PROBLEM STATEMENT => Convert the items starting with the line containing "the concrete bridge" and going on through the line containing "x=652, y=740" into a two-column CSV with the headers instruction and points, one row per item. Put each item's text and its answer in a single quoted field each, replacing line breaks with spaces.

ROWS =>
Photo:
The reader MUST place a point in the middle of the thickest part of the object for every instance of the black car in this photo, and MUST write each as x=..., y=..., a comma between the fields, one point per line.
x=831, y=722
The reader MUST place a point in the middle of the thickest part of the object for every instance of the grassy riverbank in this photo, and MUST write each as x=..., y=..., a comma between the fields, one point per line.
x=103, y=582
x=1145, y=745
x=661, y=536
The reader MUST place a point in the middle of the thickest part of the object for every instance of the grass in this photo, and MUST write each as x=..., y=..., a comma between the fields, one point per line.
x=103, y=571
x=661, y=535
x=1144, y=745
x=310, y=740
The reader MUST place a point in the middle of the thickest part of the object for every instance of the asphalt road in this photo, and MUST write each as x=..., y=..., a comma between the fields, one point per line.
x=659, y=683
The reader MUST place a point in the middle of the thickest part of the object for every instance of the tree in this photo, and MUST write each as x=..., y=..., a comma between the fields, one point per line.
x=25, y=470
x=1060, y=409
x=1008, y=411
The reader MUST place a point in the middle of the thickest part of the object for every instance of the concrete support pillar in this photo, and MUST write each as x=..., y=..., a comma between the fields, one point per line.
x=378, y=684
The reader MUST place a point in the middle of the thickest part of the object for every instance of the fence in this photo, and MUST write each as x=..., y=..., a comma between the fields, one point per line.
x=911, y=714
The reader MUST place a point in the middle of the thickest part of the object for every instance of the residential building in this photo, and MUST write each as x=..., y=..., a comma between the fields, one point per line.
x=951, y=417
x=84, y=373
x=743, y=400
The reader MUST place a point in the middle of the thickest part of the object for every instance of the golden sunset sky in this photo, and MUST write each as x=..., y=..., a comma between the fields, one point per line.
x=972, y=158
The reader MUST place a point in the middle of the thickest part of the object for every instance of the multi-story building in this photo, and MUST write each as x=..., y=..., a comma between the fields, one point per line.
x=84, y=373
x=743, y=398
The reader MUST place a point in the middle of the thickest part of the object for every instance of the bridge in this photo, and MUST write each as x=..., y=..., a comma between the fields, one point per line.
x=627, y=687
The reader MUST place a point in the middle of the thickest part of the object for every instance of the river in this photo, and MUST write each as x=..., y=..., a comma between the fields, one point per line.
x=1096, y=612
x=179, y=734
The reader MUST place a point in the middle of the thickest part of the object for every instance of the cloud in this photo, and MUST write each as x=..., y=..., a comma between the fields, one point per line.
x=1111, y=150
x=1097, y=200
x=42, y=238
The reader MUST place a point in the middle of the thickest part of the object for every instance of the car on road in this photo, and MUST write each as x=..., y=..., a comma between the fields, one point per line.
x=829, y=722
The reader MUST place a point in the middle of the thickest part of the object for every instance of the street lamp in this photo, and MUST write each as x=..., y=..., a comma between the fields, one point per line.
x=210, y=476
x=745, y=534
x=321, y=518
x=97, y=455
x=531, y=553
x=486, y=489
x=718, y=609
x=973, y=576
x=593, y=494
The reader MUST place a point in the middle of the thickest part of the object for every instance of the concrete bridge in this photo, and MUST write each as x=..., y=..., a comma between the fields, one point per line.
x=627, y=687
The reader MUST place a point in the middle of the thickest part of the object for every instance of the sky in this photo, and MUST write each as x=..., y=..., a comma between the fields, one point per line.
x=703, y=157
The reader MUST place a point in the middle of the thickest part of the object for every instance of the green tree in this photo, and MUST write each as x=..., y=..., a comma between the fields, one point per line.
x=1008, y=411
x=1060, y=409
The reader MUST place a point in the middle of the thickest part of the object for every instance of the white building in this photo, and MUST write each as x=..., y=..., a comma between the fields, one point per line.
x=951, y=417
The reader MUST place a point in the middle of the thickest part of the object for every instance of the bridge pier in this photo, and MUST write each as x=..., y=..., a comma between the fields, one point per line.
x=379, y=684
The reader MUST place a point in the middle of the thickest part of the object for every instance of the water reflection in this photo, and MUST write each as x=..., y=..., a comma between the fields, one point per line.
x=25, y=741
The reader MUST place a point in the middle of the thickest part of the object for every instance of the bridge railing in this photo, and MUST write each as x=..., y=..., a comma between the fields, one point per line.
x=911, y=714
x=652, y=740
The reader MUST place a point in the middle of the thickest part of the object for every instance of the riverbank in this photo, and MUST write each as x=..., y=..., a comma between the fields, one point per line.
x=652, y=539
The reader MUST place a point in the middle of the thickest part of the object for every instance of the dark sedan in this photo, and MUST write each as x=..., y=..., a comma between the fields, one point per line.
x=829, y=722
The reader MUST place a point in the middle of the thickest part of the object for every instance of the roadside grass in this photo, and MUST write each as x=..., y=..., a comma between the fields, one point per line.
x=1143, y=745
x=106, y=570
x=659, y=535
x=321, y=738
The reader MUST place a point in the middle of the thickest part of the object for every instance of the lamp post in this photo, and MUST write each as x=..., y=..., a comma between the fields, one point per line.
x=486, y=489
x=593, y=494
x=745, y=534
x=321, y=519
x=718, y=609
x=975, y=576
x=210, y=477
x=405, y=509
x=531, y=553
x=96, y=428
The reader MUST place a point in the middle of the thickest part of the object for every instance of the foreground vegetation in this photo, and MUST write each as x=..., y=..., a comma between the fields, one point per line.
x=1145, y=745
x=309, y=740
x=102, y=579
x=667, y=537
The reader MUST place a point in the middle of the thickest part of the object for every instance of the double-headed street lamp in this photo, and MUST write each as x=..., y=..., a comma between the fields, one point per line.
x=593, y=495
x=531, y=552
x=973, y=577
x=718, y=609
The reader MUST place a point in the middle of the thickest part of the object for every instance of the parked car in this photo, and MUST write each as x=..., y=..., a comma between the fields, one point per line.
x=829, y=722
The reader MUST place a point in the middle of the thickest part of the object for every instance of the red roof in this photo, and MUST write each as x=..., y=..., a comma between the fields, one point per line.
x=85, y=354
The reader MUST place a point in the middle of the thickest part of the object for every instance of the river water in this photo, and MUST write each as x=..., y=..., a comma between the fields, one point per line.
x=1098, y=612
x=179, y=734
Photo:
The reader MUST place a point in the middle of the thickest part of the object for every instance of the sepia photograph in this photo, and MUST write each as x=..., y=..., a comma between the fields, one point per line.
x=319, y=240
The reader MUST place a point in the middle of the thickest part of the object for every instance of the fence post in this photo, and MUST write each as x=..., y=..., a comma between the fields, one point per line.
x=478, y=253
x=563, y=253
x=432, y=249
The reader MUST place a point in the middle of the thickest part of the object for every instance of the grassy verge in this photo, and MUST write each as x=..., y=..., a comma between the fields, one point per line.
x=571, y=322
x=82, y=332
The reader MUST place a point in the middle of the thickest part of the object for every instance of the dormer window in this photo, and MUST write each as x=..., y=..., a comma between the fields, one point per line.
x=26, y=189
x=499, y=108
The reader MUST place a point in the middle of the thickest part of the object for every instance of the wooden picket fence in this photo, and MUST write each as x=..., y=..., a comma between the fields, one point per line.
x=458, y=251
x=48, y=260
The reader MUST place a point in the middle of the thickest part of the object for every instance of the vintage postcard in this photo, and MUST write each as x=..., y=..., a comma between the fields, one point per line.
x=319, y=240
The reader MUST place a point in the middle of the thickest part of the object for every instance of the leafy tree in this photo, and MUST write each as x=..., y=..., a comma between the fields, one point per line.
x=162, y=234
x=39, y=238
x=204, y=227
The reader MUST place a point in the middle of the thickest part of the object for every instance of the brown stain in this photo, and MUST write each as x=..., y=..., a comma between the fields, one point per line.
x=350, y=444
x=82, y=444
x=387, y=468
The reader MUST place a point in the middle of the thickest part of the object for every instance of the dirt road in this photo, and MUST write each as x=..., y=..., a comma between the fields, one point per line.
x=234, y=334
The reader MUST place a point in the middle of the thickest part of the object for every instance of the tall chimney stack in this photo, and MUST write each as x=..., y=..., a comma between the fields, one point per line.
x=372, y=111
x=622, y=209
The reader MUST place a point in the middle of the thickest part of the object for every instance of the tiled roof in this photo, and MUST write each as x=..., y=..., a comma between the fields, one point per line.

RESPONSE FOR THIS EXERCISE =>
instruction,points
"The reader MUST place a point in the middle of the thickest part of the object for every instance of the concrete bridge in this photo, and MUST write each as x=..., y=..., a comma between the fields, one point per line.","x=627, y=687"
"The reader MUST place a point in the middle of the thickest part of the object for every instance of the sky in this photo, and MUST write each as x=..., y=..., a comma between the fields, one point per line.","x=703, y=157"
"The reader MUST place a point in the middle of the thickest part of the object for every instance of the green tree in this photo, and MUST write each as x=..., y=..., a comma between the fields, one point per line.","x=1008, y=411 x=1060, y=409"
"The reader MUST place a point in the middle of the thickest part of the object for every instance of the white building in this photo, and MUST write each as x=..., y=..., a comma between the fields, one point per line.","x=951, y=417"
"The reader MUST place a point in the middle of the thickest part of the object for every instance of the bridge pier in this photo, and MUST write each as x=..., y=..., a comma between the fields, one point per line.","x=379, y=684"
"The reader MUST place a point in the middle of the thickest part of the object for every instance of the water reflection in this photo, and MUST write each as x=..., y=..., a comma between the fields, one point per line.","x=25, y=741"
"The reader MUST place a point in the middle of the thickest part of the object for every instance of the bridge railing in this photo, and MUST write each as x=..., y=..., a comma between the fields, one point per line.","x=911, y=714 x=652, y=740"